─── Exercise data ───
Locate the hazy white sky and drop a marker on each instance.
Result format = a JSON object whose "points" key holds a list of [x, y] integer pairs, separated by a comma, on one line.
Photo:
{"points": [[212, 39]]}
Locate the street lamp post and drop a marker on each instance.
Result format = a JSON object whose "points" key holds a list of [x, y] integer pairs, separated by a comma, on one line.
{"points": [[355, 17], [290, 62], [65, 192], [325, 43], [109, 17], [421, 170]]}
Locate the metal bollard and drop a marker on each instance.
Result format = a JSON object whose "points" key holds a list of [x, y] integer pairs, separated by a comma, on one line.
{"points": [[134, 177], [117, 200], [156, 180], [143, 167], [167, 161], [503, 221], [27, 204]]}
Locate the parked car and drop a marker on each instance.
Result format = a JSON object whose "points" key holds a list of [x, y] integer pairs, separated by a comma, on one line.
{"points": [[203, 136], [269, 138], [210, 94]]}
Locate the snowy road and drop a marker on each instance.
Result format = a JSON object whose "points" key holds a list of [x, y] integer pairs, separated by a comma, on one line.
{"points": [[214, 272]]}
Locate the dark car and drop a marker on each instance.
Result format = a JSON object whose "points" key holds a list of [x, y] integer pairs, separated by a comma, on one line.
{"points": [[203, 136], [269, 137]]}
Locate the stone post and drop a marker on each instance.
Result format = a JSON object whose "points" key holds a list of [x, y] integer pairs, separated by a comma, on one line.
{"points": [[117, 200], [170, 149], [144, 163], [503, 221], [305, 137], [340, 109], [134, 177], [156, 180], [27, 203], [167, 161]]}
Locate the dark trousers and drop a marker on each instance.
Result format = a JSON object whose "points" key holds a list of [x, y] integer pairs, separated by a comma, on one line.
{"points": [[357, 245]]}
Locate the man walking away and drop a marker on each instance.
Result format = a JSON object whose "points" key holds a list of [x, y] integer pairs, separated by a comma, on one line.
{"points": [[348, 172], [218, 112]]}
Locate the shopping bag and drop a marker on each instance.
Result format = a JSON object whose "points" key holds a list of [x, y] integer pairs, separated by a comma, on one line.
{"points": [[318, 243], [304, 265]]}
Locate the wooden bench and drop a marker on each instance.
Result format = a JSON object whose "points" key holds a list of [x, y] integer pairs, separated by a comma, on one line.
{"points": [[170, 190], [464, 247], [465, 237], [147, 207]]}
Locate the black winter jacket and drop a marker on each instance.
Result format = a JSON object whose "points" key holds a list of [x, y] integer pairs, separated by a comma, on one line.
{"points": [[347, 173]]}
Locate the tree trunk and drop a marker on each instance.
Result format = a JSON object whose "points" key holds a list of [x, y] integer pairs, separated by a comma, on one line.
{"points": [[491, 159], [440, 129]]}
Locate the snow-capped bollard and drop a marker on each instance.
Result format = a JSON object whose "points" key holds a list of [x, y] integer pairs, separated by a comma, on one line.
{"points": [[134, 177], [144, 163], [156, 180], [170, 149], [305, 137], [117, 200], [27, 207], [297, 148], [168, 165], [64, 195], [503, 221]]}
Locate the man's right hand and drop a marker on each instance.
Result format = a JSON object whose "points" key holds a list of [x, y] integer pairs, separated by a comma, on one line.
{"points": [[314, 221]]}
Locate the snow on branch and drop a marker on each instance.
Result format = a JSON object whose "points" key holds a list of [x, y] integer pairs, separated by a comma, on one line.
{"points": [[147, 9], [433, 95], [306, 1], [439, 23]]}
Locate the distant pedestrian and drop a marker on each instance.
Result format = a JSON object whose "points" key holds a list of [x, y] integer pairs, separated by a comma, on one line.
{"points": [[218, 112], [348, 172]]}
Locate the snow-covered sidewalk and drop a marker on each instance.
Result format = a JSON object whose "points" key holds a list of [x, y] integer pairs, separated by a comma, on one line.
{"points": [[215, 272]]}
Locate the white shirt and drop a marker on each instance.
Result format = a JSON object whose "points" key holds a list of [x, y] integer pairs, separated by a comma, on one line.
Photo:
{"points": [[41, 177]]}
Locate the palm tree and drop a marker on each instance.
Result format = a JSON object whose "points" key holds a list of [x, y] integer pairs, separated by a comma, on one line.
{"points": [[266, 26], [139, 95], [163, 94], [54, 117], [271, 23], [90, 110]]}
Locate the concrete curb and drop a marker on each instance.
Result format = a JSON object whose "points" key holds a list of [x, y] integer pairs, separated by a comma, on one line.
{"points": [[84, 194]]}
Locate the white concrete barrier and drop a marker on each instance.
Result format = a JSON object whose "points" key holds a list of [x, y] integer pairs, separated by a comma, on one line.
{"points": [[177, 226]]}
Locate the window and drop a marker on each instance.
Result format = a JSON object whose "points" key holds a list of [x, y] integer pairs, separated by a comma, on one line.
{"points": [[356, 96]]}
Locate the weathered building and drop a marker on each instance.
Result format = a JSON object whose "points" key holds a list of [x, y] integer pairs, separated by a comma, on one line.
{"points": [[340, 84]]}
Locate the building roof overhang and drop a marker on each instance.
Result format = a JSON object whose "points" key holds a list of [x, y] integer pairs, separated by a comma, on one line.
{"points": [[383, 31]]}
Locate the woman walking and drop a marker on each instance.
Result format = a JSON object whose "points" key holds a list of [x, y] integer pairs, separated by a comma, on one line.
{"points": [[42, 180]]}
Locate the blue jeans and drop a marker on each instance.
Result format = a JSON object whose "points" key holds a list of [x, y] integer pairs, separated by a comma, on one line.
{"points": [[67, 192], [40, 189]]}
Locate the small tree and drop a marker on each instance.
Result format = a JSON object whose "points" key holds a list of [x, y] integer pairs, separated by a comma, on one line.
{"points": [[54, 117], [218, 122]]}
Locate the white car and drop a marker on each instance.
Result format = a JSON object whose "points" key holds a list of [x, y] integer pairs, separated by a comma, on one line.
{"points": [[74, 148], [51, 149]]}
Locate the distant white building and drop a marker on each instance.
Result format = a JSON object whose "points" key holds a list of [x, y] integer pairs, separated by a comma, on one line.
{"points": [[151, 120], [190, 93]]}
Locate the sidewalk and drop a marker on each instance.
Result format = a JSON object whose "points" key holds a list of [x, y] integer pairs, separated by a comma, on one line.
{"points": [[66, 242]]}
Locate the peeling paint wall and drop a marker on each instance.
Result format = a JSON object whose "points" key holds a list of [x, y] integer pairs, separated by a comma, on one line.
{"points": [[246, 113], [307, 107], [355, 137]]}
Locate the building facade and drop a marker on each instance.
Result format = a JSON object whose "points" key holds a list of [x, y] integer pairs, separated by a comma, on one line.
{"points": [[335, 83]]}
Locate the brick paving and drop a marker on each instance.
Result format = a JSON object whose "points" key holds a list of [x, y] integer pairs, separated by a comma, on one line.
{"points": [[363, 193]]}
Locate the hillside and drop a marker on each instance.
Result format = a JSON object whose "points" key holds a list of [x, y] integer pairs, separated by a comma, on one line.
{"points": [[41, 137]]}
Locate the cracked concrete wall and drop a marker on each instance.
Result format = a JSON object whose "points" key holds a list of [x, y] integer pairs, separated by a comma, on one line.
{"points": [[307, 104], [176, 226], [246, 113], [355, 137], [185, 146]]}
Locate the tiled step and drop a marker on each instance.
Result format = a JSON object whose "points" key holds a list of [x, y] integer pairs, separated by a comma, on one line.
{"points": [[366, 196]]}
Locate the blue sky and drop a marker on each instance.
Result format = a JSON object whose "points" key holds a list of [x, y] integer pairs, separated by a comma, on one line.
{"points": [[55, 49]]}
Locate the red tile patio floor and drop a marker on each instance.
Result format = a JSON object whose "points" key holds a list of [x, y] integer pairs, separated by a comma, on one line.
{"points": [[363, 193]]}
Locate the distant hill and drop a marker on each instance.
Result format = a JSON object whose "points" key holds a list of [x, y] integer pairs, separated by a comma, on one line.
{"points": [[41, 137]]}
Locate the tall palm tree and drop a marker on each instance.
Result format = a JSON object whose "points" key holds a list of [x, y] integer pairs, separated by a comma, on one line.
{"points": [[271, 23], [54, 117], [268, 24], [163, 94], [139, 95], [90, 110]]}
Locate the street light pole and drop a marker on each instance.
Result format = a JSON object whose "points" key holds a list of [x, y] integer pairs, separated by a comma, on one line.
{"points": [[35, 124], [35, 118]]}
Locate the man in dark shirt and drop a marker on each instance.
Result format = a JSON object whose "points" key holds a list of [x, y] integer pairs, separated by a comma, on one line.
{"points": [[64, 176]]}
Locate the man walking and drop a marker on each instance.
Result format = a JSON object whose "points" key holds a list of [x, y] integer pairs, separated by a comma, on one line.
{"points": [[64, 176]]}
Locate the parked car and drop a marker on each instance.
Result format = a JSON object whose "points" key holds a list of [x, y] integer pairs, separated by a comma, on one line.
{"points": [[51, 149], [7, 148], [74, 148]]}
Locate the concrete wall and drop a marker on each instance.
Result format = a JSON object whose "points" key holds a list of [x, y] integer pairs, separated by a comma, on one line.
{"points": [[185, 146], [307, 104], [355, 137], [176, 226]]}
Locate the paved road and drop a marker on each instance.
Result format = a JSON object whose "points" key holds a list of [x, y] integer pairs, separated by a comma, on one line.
───
Task statement »
For each line above that contains the word "street", give the line as it is written.

Task output »
Locate the street lamp post and drop a marker on each instance.
Locate the street light pole and drop a marker on each instance.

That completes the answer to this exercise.